### [Extract provided]
____

Sunday, September 23, 2018

Today's Sermon for 9-23-18


Welcoming
 (based on Mark 9:30-37, I Corinthians 12:12-27)

          They weren’t walking with him as they made their way through Galilee toward Capernaum.  They must have either been ahead of him or behind him.  They were walking apart from him because they had a sensitive subject to discuss: their relationship to Jesus, and their importance in Jesus’ coming kingdom.  We have no record in the gospels of what they actually said to one another, but we can reconstruct the scene in our imaginations based on details taken from all the gospels about what each of them had contributed so far to Jesus’ ministry.
          Peter said to the others, “I am the most important.  Didn’t I come up with the correct answer when he asked us who he is?  Didn’t he tell me that I am the rock upon which he will build his new community?  Obviously, he’ll choose me for second in command.”

____

### [Tasks for this exercise]
a. In the sermon, what town were the disciples heading toward as they traveled through Galilee?
b. Please write the next few paragraphs of the sermon, picking up after Peter's claim to be second in command.

### [Material shown]
____

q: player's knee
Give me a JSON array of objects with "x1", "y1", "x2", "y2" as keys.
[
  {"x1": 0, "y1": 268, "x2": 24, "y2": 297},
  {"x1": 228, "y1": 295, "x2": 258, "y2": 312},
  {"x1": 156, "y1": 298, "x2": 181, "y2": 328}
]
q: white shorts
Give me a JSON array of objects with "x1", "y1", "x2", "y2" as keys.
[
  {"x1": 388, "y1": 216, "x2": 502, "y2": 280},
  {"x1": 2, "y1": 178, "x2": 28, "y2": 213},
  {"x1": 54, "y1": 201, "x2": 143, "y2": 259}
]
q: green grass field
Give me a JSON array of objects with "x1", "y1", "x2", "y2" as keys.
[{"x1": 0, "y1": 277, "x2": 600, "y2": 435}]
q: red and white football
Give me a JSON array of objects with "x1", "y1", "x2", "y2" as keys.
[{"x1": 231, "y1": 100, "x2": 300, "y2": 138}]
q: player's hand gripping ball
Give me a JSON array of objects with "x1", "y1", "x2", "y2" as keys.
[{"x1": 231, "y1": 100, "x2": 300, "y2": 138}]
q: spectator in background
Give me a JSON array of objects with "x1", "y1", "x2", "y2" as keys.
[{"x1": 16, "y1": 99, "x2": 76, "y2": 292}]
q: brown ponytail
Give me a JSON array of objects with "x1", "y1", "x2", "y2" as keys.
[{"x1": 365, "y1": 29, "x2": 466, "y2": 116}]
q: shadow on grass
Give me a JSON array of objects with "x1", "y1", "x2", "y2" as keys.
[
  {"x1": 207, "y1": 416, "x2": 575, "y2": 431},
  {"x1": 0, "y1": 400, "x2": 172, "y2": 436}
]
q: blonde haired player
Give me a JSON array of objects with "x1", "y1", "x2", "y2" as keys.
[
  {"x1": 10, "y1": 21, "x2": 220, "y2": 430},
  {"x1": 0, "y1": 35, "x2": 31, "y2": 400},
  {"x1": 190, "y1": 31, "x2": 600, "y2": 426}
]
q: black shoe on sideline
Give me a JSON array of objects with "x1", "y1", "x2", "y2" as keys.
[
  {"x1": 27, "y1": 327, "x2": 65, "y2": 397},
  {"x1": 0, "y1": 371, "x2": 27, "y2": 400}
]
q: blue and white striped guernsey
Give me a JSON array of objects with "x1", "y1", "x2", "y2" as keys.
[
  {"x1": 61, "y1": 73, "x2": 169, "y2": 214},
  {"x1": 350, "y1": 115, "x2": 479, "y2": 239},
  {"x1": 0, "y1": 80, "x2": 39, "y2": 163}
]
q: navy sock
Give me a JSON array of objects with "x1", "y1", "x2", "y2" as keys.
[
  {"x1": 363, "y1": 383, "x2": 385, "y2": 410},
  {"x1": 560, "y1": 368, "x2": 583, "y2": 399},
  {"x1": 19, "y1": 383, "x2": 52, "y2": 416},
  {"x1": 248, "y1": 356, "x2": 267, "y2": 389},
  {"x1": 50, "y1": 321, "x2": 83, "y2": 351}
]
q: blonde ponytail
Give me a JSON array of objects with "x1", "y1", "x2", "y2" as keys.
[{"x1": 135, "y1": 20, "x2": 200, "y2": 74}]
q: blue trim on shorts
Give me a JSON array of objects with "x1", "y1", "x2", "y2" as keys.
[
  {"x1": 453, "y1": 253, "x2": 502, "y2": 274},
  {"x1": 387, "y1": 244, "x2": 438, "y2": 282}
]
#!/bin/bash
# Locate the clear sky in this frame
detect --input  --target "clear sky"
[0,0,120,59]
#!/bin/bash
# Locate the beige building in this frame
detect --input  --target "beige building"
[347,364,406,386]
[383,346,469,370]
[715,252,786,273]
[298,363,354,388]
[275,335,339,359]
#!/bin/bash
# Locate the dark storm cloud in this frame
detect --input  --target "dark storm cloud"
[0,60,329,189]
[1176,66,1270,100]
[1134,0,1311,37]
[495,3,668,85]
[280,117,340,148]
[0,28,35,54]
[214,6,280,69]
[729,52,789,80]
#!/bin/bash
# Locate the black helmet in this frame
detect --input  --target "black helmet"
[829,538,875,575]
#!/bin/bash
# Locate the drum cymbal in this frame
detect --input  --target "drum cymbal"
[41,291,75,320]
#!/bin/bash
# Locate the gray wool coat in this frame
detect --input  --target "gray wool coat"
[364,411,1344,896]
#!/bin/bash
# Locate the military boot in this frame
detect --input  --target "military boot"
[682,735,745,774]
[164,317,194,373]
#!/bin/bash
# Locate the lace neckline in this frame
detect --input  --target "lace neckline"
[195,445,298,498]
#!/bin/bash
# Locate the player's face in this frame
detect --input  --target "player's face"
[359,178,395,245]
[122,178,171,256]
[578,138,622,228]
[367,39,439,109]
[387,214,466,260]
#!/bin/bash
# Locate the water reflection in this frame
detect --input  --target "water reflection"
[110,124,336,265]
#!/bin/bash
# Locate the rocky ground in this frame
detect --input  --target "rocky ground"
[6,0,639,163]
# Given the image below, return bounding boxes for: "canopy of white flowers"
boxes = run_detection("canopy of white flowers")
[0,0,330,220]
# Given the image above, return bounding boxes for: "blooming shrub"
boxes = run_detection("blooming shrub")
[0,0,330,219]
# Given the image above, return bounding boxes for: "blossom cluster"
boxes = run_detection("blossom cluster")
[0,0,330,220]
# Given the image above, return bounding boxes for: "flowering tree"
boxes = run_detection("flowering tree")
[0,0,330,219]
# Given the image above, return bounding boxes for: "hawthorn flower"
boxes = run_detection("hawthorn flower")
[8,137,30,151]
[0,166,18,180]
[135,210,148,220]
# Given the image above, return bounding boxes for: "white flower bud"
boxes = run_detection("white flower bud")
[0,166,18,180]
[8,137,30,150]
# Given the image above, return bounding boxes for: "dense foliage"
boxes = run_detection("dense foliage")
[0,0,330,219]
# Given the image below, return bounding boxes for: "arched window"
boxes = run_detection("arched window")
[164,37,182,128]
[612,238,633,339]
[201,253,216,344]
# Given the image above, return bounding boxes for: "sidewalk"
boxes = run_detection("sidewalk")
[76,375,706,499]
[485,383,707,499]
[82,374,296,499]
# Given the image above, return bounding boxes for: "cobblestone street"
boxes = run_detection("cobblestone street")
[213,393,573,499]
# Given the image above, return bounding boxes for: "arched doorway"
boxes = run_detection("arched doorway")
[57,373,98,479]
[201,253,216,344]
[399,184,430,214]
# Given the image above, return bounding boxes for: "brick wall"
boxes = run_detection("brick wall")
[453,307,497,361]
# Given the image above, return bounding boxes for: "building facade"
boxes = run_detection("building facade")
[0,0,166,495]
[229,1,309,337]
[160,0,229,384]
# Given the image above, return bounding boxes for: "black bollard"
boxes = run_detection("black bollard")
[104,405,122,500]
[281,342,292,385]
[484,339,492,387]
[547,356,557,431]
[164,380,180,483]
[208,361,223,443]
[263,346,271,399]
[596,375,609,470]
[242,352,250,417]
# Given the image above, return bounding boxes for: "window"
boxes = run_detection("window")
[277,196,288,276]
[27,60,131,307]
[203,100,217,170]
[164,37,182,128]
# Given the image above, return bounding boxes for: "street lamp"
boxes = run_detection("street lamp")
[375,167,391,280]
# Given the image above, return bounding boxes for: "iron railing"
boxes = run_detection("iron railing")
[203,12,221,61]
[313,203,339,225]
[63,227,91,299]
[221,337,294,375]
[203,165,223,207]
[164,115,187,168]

____

### [Final results]
a. Capernaum.

b.
          John stepped in, “That might be true, but you just made a lucky guess, Peter.  You didn’t really know for sure.  You didn’t know the answer any more than the rest of us did.  What he said about the place you might have in his new community only means that he thinks you would make a good building block to begin his new church.  I think importance is love, hasn’t he shown that to us, and he obviously loves me best.  I am the most important.”
          Judas could barely contain his impatience.  “The most important person is the one with the money.  The world is ruled by money; everybody knows that.  And Jesus entrusted the money to me.  I am the most important.”
          Philip, not to be outdone, pointed out, “When we were out in the middle of nowhere that day by the sea and it was time to eat, Jesus turned to me for advice.  If he didn’t know what to do with all those thousands and had to ask me, then I must be the most important!”
          Jesus had been preoccupied during that journey as they passed through Galilee.  He hadn’t been paying much attention to them, but he told them for a second time that, “The Son of Man is to be betrayed into human hands, and they will kill him, and three days after being killed, he will rise again.”  But the disciples missed the point.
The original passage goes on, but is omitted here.